- Your task: Write down each of the records again, exactly and in full.

- Entries provided:
○ ○ ○ ○ ○ ○ ○
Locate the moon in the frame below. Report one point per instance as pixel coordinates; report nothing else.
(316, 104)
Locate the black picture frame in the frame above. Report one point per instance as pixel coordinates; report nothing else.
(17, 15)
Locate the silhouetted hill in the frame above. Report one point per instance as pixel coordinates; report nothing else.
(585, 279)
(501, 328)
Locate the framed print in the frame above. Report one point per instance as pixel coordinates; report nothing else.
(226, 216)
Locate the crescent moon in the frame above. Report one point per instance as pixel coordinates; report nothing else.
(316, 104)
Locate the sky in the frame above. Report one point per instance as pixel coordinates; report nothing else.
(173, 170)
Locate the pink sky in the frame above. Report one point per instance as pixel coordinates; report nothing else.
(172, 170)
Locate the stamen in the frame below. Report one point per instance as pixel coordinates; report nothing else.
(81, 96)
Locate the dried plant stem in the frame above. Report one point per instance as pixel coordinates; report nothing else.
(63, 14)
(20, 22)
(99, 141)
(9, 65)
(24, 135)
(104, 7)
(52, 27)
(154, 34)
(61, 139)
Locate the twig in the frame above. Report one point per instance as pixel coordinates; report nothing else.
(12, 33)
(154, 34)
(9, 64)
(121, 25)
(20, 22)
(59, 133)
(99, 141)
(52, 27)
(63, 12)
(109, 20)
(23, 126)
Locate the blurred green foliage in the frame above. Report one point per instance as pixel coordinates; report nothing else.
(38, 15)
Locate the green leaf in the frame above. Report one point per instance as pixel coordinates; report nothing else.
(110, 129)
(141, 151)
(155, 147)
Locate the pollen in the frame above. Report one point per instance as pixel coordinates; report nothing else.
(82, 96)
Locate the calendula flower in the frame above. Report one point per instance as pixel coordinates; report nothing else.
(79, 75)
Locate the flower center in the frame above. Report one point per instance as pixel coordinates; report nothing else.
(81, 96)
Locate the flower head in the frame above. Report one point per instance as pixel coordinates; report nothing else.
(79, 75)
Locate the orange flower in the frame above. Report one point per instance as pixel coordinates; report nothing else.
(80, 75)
○ ○ ○ ○ ○ ○ ○
- Output below:
Locate the moon in the frame below. Report one point per instance as pixel coordinates; report nothing else.
(316, 104)
Locate the black picture frame in the frame above. Report one point per instance as pixel coordinates; report nothing else.
(17, 15)
Locate the silhouetted hill in the frame above. Report one point per instance as pixel coordinates; report nothing else.
(585, 279)
(501, 328)
Locate the framed print in the frame above. Report one point per instance as pixel coordinates; report nothing else.
(226, 216)
Locate the crescent moon in the frame above. Report one point per instance as pixel coordinates; report nothing else.
(316, 104)
Locate the sky in the frame above. Report one point per instance as pixel coordinates; report nothing else.
(173, 170)
Locate the pink sky in the frame above. Report one point per instance as pixel coordinates; report nothing else.
(172, 170)
Locate the stamen in the frame below. Report one point per instance as pixel coordinates; report nothing else.
(81, 96)
Locate the dried plant stem in the frame above. Report one point per instance as pixel coordinates; report nothing else.
(63, 14)
(20, 22)
(99, 141)
(9, 65)
(24, 135)
(104, 7)
(52, 27)
(154, 34)
(61, 139)
Locate the twig in the frame above. Report one point per instance as pixel coordinates; report nothing else.
(12, 33)
(154, 34)
(9, 64)
(121, 25)
(20, 22)
(59, 133)
(99, 141)
(52, 27)
(63, 12)
(109, 20)
(23, 126)
Locate the blurred green foliage in the frame above. Report one point per instance as pixel coordinates; report nothing else.
(38, 15)
Locate the green leaf in the frame above. Report one point per instance as pixel coordinates; report nothing else.
(110, 129)
(141, 151)
(155, 147)
Locate the pollen in the frame above. Report one point per instance as pixel coordinates; report nothing else.
(82, 96)
Locate the calendula flower in the frame above. Report one point per instance as pixel coordinates; report nothing else.
(79, 75)
Locate the flower center in the frame above. Report one point per instance as pixel coordinates; report nothing else.
(81, 96)
Locate the flower head in the frame above. Report one point per instance as pixel coordinates; report nothing else.
(79, 75)
Locate the orange flower in the frame above. Report one point per instance as pixel coordinates; report nothing else.
(80, 75)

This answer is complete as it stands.